What you are asked to do: Restate each entry below without changing a word.

[Referring expression pointing data]
☆ ☆ ☆ ☆ ☆ ☆ ☆

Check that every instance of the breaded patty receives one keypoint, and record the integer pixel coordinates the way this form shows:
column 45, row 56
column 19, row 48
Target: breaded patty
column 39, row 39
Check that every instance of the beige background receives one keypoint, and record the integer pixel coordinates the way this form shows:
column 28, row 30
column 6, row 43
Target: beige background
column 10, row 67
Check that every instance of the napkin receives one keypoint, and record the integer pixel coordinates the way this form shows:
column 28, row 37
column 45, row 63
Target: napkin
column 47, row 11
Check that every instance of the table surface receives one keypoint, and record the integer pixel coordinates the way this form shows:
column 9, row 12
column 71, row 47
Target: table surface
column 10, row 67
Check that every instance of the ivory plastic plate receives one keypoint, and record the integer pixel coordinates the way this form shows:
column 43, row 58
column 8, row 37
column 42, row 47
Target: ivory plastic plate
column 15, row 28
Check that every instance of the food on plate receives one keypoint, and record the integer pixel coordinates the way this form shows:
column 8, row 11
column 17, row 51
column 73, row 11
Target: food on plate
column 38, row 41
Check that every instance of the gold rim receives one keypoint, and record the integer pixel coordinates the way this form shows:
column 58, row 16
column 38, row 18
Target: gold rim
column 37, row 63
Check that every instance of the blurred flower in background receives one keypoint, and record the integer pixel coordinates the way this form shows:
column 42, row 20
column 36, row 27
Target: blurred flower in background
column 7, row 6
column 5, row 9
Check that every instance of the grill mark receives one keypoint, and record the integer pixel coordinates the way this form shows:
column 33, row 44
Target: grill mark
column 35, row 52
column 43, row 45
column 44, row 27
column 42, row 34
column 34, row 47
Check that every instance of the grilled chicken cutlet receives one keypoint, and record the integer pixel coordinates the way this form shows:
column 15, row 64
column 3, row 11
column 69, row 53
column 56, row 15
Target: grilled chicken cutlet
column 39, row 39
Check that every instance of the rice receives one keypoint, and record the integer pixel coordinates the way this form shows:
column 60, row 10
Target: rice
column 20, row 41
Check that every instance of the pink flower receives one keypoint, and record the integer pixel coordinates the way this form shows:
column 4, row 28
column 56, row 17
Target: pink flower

☆ ☆ ☆ ☆ ☆ ☆ ☆

Exercise solution:
Check that every instance of the breaded patty receives one keypoint, and record the integer pixel coordinates the way this form shows:
column 45, row 56
column 19, row 48
Target: breaded patty
column 39, row 39
Check that every instance of the beige background receives one keypoint, and record the integer pixel coordinates the way this form shows:
column 28, row 30
column 6, row 43
Target: beige background
column 10, row 67
Check that every instance of the napkin receives one keypoint, and record the integer pixel coordinates the way this form shows:
column 28, row 37
column 45, row 63
Target: napkin
column 47, row 11
Check that every instance of the table surface receives one keypoint, and record the integer pixel coordinates the way this form shows:
column 9, row 12
column 71, row 47
Target: table surface
column 10, row 67
Check that every instance of the ivory plastic plate receives one keypoint, and record the integer pixel coordinates the way this form shows:
column 43, row 58
column 8, row 37
column 42, row 47
Target: ivory plastic plate
column 15, row 28
Check that every instance of the food on plate receives one keypoint, and record the integer pixel coordinates the way this form shows:
column 8, row 11
column 17, row 51
column 73, row 11
Target: food on plate
column 38, row 41
Check that every instance of the gold rim receives one keypoint, and record the integer pixel coordinates the way this form shows:
column 58, row 16
column 38, row 18
Target: gold rim
column 37, row 63
Check that every instance of the blurred flower in background receives one keypoint, and record the integer pixel coordinates the way this form shows:
column 42, row 20
column 36, row 27
Target: blurred flower in background
column 7, row 6
column 5, row 9
Check that every instance of the grill mark receives one keypoint, and record the integer pixel coordinates the way this form shows:
column 33, row 44
Target: grill mark
column 35, row 52
column 43, row 45
column 44, row 27
column 42, row 34
column 34, row 47
Check that every instance of the grilled chicken cutlet receives one keypoint, and record the integer pixel coordinates the way this form shows:
column 15, row 64
column 3, row 11
column 69, row 53
column 56, row 15
Target: grilled chicken cutlet
column 39, row 39
Check that every instance of the rice receives one keypoint, and record the integer pixel coordinates the way this form shows:
column 60, row 10
Target: rice
column 20, row 41
Check that every instance of the pink flower receives one keypoint, and record the integer pixel coordinates the way this form shows:
column 4, row 28
column 56, row 17
Target: pink flower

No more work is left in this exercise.